What the task requires ->
Set down all the lines below, each one exactly as shown.

(Saved entries)
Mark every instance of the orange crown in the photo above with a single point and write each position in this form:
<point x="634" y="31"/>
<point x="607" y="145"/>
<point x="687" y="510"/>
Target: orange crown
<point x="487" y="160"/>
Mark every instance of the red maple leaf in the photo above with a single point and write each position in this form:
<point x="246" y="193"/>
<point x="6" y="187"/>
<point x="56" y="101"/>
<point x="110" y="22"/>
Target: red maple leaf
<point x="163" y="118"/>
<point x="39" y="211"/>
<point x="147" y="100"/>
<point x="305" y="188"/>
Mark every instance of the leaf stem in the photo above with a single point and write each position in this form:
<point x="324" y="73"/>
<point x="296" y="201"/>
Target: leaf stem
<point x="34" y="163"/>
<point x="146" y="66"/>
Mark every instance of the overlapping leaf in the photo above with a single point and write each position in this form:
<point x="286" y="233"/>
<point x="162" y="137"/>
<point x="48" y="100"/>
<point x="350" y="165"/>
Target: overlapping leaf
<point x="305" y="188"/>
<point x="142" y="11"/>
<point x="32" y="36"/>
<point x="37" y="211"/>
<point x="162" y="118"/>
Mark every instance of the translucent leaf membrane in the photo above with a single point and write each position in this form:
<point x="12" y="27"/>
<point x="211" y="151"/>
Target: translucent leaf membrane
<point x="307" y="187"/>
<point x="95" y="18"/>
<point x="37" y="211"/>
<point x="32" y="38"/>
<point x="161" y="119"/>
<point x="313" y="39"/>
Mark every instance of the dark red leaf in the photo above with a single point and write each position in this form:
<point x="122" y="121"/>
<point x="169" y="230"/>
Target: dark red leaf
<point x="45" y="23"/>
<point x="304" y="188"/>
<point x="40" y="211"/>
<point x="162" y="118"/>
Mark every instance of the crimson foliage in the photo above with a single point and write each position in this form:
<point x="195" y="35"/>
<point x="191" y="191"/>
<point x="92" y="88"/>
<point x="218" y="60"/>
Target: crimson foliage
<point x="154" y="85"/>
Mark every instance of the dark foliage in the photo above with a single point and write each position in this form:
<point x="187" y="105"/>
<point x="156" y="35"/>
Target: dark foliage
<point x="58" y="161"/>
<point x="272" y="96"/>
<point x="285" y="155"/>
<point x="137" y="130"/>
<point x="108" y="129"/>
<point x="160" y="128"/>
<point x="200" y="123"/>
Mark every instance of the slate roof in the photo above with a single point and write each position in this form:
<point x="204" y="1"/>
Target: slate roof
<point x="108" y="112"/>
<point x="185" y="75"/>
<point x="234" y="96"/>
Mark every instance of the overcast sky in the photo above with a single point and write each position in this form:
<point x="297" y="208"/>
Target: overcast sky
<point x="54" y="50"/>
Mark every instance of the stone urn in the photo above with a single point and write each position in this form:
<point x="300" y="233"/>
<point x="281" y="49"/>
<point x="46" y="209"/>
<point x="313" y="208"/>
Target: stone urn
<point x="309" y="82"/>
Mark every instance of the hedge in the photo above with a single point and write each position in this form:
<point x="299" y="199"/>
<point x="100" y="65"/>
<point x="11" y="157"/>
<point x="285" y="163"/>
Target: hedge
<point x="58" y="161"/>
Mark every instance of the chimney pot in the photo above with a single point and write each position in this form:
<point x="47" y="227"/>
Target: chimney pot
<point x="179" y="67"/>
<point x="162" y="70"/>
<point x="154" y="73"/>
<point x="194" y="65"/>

Answer box ->
Mark every instance of the orange crown in the photo above with a single point and write each position in this form:
<point x="634" y="31"/>
<point x="607" y="145"/>
<point x="687" y="510"/>
Target: orange crown
<point x="487" y="160"/>
Mark every instance of the red maple leaf in the photo above with a single point and write each position in this form:
<point x="246" y="193"/>
<point x="6" y="187"/>
<point x="56" y="101"/>
<point x="110" y="22"/>
Target: red maple leaf
<point x="163" y="118"/>
<point x="39" y="211"/>
<point x="147" y="100"/>
<point x="305" y="188"/>
Mark every instance of the leaf stem in the photo above with a single point and write each position in this form:
<point x="324" y="73"/>
<point x="296" y="201"/>
Target: leaf stem
<point x="34" y="163"/>
<point x="146" y="66"/>
Mark every instance of the overlapping leaf in the photo above with a single point and write each position in this form:
<point x="286" y="233"/>
<point x="162" y="137"/>
<point x="48" y="100"/>
<point x="350" y="165"/>
Target: overlapping leaf
<point x="305" y="188"/>
<point x="142" y="11"/>
<point x="32" y="36"/>
<point x="37" y="211"/>
<point x="162" y="118"/>
Mark every instance of the translucent leaf membrane in the photo above with a single point and write each position in this form:
<point x="12" y="27"/>
<point x="211" y="151"/>
Target: translucent leaf membrane
<point x="307" y="187"/>
<point x="95" y="18"/>
<point x="37" y="211"/>
<point x="32" y="38"/>
<point x="161" y="119"/>
<point x="313" y="39"/>
Mark every instance of the dark red leaf in the photo above with a single point and write each position in this form:
<point x="122" y="121"/>
<point x="169" y="230"/>
Target: dark red leaf
<point x="45" y="23"/>
<point x="304" y="188"/>
<point x="40" y="211"/>
<point x="162" y="118"/>
Mark every instance of the crimson foliage in the photo above with a single point and write each position in this form:
<point x="195" y="35"/>
<point x="191" y="191"/>
<point x="92" y="88"/>
<point x="218" y="60"/>
Target: crimson foliage
<point x="154" y="85"/>
Mark every instance of the dark foliage in the photo above with a single point and write each position in this form:
<point x="187" y="105"/>
<point x="156" y="35"/>
Target: dark foliage
<point x="58" y="161"/>
<point x="272" y="96"/>
<point x="285" y="155"/>
<point x="137" y="130"/>
<point x="108" y="129"/>
<point x="160" y="128"/>
<point x="200" y="123"/>
Mark every instance of the slate roof in the photo above with a single point and write each position in this form:
<point x="204" y="1"/>
Target: slate roof
<point x="108" y="112"/>
<point x="185" y="75"/>
<point x="234" y="96"/>
Mark every instance of the overcast sky in the photo above with a single point and write each position in this form:
<point x="297" y="208"/>
Target: overcast sky
<point x="54" y="50"/>
Mark every instance of the stone urn in the photo above with a single point and write each position in this form:
<point x="300" y="233"/>
<point x="281" y="49"/>
<point x="46" y="209"/>
<point x="313" y="208"/>
Target: stone urn
<point x="309" y="82"/>
Mark every instance of the hedge in the photo above with a single point and write each position in this form:
<point x="299" y="199"/>
<point x="100" y="65"/>
<point x="11" y="157"/>
<point x="285" y="163"/>
Target: hedge
<point x="58" y="161"/>
Mark every instance of the chimney pot in the photo above with a single point and write each position in this form:
<point x="47" y="227"/>
Target: chimney pot
<point x="179" y="67"/>
<point x="162" y="70"/>
<point x="154" y="73"/>
<point x="194" y="65"/>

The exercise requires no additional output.